Task data –
+++

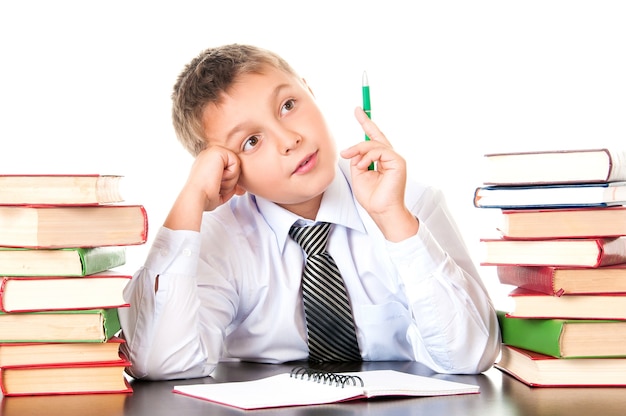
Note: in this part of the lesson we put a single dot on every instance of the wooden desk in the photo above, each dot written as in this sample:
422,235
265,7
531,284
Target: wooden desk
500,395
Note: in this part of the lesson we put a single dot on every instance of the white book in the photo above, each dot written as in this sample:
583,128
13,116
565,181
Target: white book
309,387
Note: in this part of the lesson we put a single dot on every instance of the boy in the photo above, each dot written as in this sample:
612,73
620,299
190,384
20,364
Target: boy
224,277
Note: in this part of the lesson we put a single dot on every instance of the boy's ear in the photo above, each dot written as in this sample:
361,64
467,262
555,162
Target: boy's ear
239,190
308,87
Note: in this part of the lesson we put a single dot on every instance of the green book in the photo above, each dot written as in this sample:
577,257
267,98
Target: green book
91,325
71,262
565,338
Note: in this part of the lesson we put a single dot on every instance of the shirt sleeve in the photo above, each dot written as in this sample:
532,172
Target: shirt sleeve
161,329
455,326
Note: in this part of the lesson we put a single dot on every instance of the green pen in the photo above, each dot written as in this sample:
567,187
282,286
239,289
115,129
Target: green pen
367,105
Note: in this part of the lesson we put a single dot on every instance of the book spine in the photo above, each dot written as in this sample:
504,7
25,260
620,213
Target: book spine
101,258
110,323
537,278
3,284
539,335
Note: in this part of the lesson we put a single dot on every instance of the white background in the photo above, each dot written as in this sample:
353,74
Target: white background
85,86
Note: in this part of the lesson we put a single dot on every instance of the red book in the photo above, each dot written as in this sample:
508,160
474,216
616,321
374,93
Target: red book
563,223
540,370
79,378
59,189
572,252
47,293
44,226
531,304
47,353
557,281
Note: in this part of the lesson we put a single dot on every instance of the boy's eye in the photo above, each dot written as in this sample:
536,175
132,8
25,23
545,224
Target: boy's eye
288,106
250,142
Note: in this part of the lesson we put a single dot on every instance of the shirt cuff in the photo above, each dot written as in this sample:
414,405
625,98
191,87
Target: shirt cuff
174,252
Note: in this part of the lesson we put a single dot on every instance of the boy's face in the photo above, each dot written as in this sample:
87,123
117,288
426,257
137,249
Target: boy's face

+++

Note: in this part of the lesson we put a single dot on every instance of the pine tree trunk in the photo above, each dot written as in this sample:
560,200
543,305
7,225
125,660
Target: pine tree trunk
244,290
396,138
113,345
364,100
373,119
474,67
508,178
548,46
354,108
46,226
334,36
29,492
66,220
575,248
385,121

+++

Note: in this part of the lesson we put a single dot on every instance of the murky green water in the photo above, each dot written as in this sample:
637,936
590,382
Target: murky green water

+++

Task objective –
Reproduce only the listing lines between the line holding "of the book" and the line holding "Target: boy's face", inclusive, changing every "single dot" to "single mark" and leaving all else as it is.

Result for this task –
Note: in this part of the lesson we put a single mark on every instance of the book spine in the photo above, each dot written as in this sample:
504,7
25,260
620,213
Target: book spine
101,258
110,323
537,278
3,284
539,335
Note: in this part of the lesson we put a single mark on every instance of the white background in the photo above, each dot written as in this sample:
353,74
Target: white background
85,86
Note: in this part of the lesson we put a single mark on every instance of the red book in the photo above, each dot written as in this sample:
508,160
474,216
616,321
374,93
Target: red book
563,223
540,370
79,378
59,189
572,252
47,293
44,226
531,304
47,353
557,281
Note: in this part of the lesson we put a single mark on every instance of the boy's eye in the photo above, each dot written as in this sample:
536,175
132,8
25,23
545,224
Target: boy's eye
288,106
250,142
Note: in this part of the lesson we put a single mark on every instance of the shirt cuff in the photo above, each dot written as in this sample:
414,405
625,98
191,87
Target: shirt cuff
174,252
Note: in this part of the lesson we put a single mark on every instance of the boy's face in the photo above, each dot written as in this sample:
87,123
117,288
426,257
137,249
Target: boy's face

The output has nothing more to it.